● Record list
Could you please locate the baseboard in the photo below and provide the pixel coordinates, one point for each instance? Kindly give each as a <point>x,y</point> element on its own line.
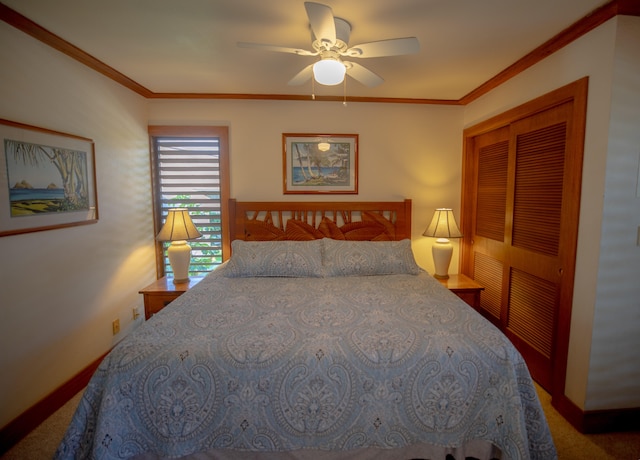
<point>22,425</point>
<point>600,421</point>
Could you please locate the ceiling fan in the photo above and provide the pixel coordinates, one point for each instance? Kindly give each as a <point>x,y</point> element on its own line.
<point>330,41</point>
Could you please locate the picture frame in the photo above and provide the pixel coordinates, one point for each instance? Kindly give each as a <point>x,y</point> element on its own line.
<point>320,163</point>
<point>47,179</point>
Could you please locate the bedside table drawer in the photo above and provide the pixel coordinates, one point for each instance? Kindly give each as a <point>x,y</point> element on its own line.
<point>465,288</point>
<point>162,292</point>
<point>154,303</point>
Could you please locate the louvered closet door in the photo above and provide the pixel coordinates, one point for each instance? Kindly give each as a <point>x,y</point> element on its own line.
<point>524,218</point>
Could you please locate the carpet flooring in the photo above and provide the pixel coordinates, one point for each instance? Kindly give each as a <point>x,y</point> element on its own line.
<point>570,444</point>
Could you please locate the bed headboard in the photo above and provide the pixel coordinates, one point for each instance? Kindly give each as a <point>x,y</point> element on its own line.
<point>276,220</point>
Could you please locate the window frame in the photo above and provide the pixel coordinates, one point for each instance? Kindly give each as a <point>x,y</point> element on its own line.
<point>219,132</point>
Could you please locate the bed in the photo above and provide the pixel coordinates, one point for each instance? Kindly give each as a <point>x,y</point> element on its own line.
<point>320,338</point>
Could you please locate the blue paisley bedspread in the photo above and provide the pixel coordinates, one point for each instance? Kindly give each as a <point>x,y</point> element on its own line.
<point>348,364</point>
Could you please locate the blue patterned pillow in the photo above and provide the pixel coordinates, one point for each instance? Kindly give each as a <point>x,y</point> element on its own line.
<point>361,258</point>
<point>275,258</point>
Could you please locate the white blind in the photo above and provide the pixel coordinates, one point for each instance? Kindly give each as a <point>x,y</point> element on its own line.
<point>188,175</point>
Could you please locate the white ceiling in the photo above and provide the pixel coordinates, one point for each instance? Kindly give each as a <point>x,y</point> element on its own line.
<point>189,46</point>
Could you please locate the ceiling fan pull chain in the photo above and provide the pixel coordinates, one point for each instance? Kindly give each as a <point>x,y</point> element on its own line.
<point>344,102</point>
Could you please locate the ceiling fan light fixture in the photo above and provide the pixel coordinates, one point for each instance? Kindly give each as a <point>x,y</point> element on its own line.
<point>329,72</point>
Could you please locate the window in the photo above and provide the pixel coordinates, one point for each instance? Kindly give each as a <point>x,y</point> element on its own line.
<point>190,170</point>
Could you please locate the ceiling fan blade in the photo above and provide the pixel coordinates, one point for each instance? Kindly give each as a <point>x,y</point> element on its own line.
<point>322,22</point>
<point>277,49</point>
<point>392,47</point>
<point>363,75</point>
<point>303,76</point>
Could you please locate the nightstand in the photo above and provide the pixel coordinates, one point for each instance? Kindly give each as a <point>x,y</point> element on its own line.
<point>465,288</point>
<point>161,293</point>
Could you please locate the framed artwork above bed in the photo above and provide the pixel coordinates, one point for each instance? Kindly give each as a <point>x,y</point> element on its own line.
<point>320,163</point>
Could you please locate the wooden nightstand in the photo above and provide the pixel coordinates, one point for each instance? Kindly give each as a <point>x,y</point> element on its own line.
<point>161,293</point>
<point>465,288</point>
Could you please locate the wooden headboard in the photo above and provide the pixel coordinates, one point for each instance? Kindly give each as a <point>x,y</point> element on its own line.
<point>275,220</point>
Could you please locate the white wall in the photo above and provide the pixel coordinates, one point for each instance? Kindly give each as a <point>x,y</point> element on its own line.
<point>61,289</point>
<point>405,150</point>
<point>614,373</point>
<point>603,363</point>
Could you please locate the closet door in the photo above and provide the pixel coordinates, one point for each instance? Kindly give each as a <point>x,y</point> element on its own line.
<point>521,210</point>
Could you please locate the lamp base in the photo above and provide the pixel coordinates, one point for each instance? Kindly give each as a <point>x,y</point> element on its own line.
<point>442,251</point>
<point>179,253</point>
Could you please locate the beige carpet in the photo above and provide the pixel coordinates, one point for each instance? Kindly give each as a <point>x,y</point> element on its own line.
<point>571,445</point>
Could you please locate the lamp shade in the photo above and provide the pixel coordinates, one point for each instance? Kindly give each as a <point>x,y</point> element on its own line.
<point>178,226</point>
<point>443,225</point>
<point>329,72</point>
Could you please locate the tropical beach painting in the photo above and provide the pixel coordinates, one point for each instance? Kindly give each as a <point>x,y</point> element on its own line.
<point>320,163</point>
<point>49,179</point>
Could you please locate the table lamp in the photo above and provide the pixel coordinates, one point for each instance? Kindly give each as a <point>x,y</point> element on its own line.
<point>178,228</point>
<point>443,226</point>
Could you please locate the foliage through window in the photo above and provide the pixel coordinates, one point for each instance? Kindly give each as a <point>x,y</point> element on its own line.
<point>190,172</point>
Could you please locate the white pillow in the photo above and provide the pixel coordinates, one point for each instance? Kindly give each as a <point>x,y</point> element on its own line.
<point>361,258</point>
<point>275,258</point>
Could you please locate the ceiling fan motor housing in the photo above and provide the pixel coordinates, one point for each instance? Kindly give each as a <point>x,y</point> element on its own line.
<point>343,33</point>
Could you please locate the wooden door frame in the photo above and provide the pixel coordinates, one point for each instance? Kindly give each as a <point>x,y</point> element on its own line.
<point>575,92</point>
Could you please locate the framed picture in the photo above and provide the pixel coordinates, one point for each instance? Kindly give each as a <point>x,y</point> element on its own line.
<point>47,179</point>
<point>320,163</point>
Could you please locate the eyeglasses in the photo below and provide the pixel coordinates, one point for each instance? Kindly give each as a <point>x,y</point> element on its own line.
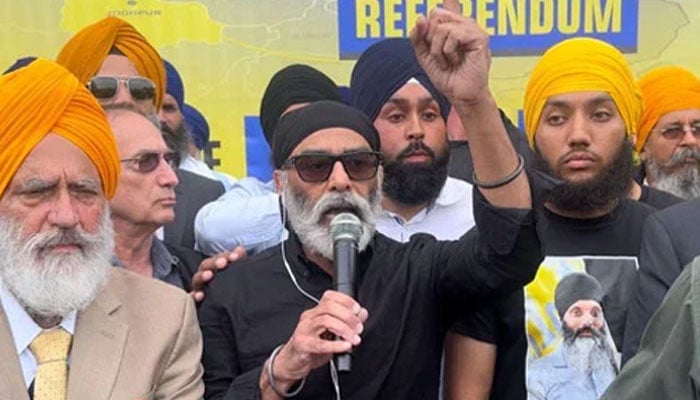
<point>105,87</point>
<point>148,162</point>
<point>677,131</point>
<point>314,168</point>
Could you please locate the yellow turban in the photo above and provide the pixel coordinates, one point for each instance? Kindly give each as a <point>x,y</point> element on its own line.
<point>86,51</point>
<point>44,98</point>
<point>582,64</point>
<point>664,90</point>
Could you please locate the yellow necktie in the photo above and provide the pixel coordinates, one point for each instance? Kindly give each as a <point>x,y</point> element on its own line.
<point>51,351</point>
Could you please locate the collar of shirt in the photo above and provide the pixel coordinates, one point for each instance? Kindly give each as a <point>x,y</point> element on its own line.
<point>164,263</point>
<point>22,326</point>
<point>451,193</point>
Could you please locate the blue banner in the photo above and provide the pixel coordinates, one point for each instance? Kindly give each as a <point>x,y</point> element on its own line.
<point>516,27</point>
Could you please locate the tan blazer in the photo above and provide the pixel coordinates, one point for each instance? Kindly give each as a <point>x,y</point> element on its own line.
<point>139,339</point>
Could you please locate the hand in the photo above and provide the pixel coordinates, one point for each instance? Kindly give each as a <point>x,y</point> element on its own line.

● The task
Reproduce all the data above with "pixel coordinates" replaced by "image coordinates" and everything else unchanged. Leave the pictures out.

● Correct output
Could you please locate the baseboard in the photo below and provide the image coordinates, one point for each instance? Kindly give each as a <point>x,y</point> element on its own line.
<point>22,425</point>
<point>600,421</point>
Could you please locate the ceiling fan in the photo above and provide the image coordinates, one point for each instance? Kindly give each as a <point>x,y</point> element on its own line.
<point>330,41</point>
Could you please locate the picture frame in the photo above and provide the image coordinates, one point for each instance? Kindly give each as a <point>x,y</point> element on its own line.
<point>320,163</point>
<point>47,179</point>
Could you please locate the bedside table drawer in the photo above and provide the image coordinates, one point for each instance? Kindly give each as a <point>x,y</point> element on its own line.
<point>465,288</point>
<point>162,292</point>
<point>154,303</point>
Could you please locate the louvered closet door in the photo above and provide the image coordinates, one point for each instance? Kindly give each as a <point>x,y</point> element on its own line.
<point>524,218</point>
Could you please locate the carpet flooring in the photo above and provide the image coordinates, one point for each instance? Kindly give each as a <point>x,y</point> element on its own line.
<point>570,444</point>
Could you please locate the bed headboard in the photo above and provide the image coordinates, one point for each instance? Kindly give each as a <point>x,y</point> element on its own line.
<point>276,220</point>
Could you please locate the window frame in the photo above and provide the image coordinates, one point for each instance? Kindly give each as a <point>x,y</point> element on its own line.
<point>219,132</point>
Could you please locate the bed in the photo above and provide the image coordinates, one point for each instance? Kindly give each as a <point>x,y</point> element on its own line.
<point>320,338</point>
Could you please locate the blue paisley bedspread in the photo above and provide the image coordinates, one point for each instance? Kindly give each as a <point>x,y</point> element on its own line.
<point>348,364</point>
Could you please locate the blue patterned pillow in the photo above and provide the image coordinates, one point for each instance? Kindly give each as a <point>x,y</point> element on its own line.
<point>361,258</point>
<point>275,258</point>
Could you please locate the white blind in the photo above and provide the image coordinates, one point for each instance? Kindly give each as a <point>x,y</point> element on its own line.
<point>188,175</point>
Could you please locate the white ceiling in the photo above and provide the image coordinates, one point for each instance? Kindly give each as a <point>x,y</point> element on its own line.
<point>189,46</point>
Could you please locate the ceiling fan pull chain in the photo above and provide the image coordinates, one point for each instance? Kindly give each as a <point>x,y</point> element on its own line.
<point>344,102</point>
Could you please locate the ceiling fan light fixture in the photo above and provide the image coordinates, one point for each instance? Kindly give each as a <point>x,y</point> element on its own line.
<point>329,72</point>
Could you please locate the window in the photo above and provide the image coordinates, one point for each instance? Kindly give each as a <point>x,y</point> element on its own line.
<point>190,170</point>
Could you please locate the ceiling fan blade in the photo above and provide the image coordinates, one point for each instance? Kindly give each as a <point>x,y</point> element on its own line.
<point>322,22</point>
<point>277,49</point>
<point>392,47</point>
<point>363,75</point>
<point>303,76</point>
Could you please locate the nightstand in the photo above and provide the image coordinates, one point for each instance? Kindly give each as a <point>x,y</point> element on its own line.
<point>465,288</point>
<point>161,293</point>
Could you please locate the framed artwork above bed in the photo above and provide the image coordinates, one point for each instance? Kindly give each as a <point>x,y</point> element on its own line.
<point>320,163</point>
Could you please locate the wooden nightstand in the photo above and provide the image coordinates, one point for each instance? Kindly give each as a <point>x,y</point> element on its own line.
<point>161,293</point>
<point>465,288</point>
Could you please locate the wooden headboard in the photo above and provide the image coordinates, one point for each instance? Kindly give each as a <point>x,y</point> element on its own line.
<point>275,220</point>
Could you please locate the white wall in the photo above and provide the image coordinates, one point for each instance? Kindly give each as a <point>x,y</point> element on its own line.
<point>61,289</point>
<point>405,150</point>
<point>614,373</point>
<point>603,363</point>
Could you please locate the closet door in the photo above and provide the image coordinates, one point for each instance? Kindly give each as a <point>x,y</point> element on its own line.
<point>521,210</point>
Could you please locate the lamp base in the photo above and provide the image coordinates, one point for each instance? Kindly give each as a <point>x,y</point> element on its own line.
<point>442,251</point>
<point>179,253</point>
Could you please locate the beige carpet in the photo above and provide the image coordinates, one point for each instance? Kindly give each as a <point>x,y</point> element on its own line.
<point>571,445</point>
Could you please locate the lamp shade in the photo above and provide the image coordinates, one point for each instance? Kindly give each as a <point>x,y</point> element on its own line.
<point>178,226</point>
<point>443,225</point>
<point>329,72</point>
Could you please locate the tropical beach painting in the photo above and provide the image coordinates, one point for each instance? Kindly give each as a <point>x,y</point> element on its own line.
<point>320,163</point>
<point>49,179</point>
Could you please locate the table lamp in the photo above and provide the image coordinates, one point for each instance? Kindly give each as a <point>x,y</point> element on its own line.
<point>178,228</point>
<point>443,226</point>
Could you please locate the foliage through window in the photo above and provide the image coordinates, one point for each instance? Kindly give each as a <point>x,y</point> element on its own line.
<point>190,172</point>
Could you please locate the white pillow in the photo above and provide the image coordinates, one point for each instance? Kindly give each as a <point>x,y</point> element on its own line.
<point>361,258</point>
<point>275,258</point>
Could you please locate the ceiling fan motor housing in the photo above and provide the image coordinates, one point for each instance? Kindly give each as a <point>x,y</point> element on its own line.
<point>343,33</point>
Could you please locate the wooden door frame in the photo above and provide the image coordinates, one point for each instance? Kindly give each as a <point>x,y</point> element on its own line.
<point>575,92</point>
Could you please locate the framed picture in the photo above and provide the image coordinates, one point for each instance? Kindly give each as a <point>x,y</point> element on its own line.
<point>47,179</point>
<point>320,163</point>
Could you please locate the eyeglasses in the photo below and provide the image coordinates, one point for each instance? Kindly give each as a <point>x,y</point> element on its own line.
<point>105,87</point>
<point>148,162</point>
<point>677,131</point>
<point>314,168</point>
Could you please locate the yellow turban in the photo above and provide the image coordinates, one point for each instance? Kindly give each as a <point>x,y</point> element on its own line.
<point>86,51</point>
<point>44,98</point>
<point>582,64</point>
<point>664,90</point>
Could you please locate the yellow necktie in the photo above and provide the image coordinates, one point for each instance? Kindly give each as a <point>x,y</point> element on its own line.
<point>51,351</point>
Could you please locate the collar of shirt in the photo above and provide the image coordinates, one point for each instance? Kindly give each as a <point>x,y</point> element on its own line.
<point>164,263</point>
<point>22,326</point>
<point>451,193</point>
Could you please locate the blue banner in the photo above and provide the image coordinates, one point for each instance? Kindly give each as a <point>x,y</point> element on its own line.
<point>516,27</point>
Could you please locate the tan blazer in the photo above and provide the image coordinates, one point for each instance? Kindly give each as a <point>x,y</point> element on its own line.
<point>139,339</point>
Could you please locate the hand in the photo above and provide the image coordinates, one point for each instance? Kindly give each as a <point>x,y</point> element on its own line.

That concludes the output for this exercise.